* YOUR OBJECTIVE:
Pull every line of text from the data below and reproduce it word for word, leaving the pictures out.

** begin RAW DATA **

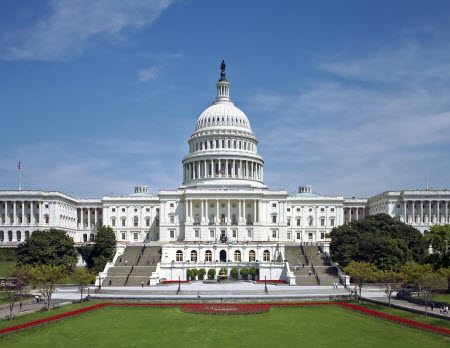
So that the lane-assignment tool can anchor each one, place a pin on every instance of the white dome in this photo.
(223, 114)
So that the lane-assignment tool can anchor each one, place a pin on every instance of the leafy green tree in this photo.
(438, 238)
(361, 273)
(83, 277)
(211, 273)
(234, 272)
(378, 239)
(244, 273)
(391, 281)
(96, 256)
(54, 247)
(48, 277)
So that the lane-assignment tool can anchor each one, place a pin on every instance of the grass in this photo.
(169, 327)
(5, 267)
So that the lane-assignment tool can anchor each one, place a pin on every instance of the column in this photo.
(15, 212)
(429, 213)
(421, 212)
(23, 212)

** end RAW DATA **

* TASK SOLUTION:
So that the lane-assignment tool can anchor each one, place a pin on every instance of the white dome in this photo.
(223, 114)
So that the lane-assignment tool can anchor each one, place a pin on every instance of the leafy green tree in this photo.
(438, 238)
(361, 273)
(83, 277)
(211, 273)
(234, 272)
(378, 239)
(244, 273)
(391, 281)
(96, 256)
(54, 247)
(48, 277)
So that the lane-assignment tool can anchor each one, place a pin on every instance of the grass in this photo.
(169, 327)
(5, 267)
So that the lane-assignment tool can anchor each one, place a pin on every instance of the column in this photo.
(15, 212)
(429, 213)
(421, 212)
(23, 212)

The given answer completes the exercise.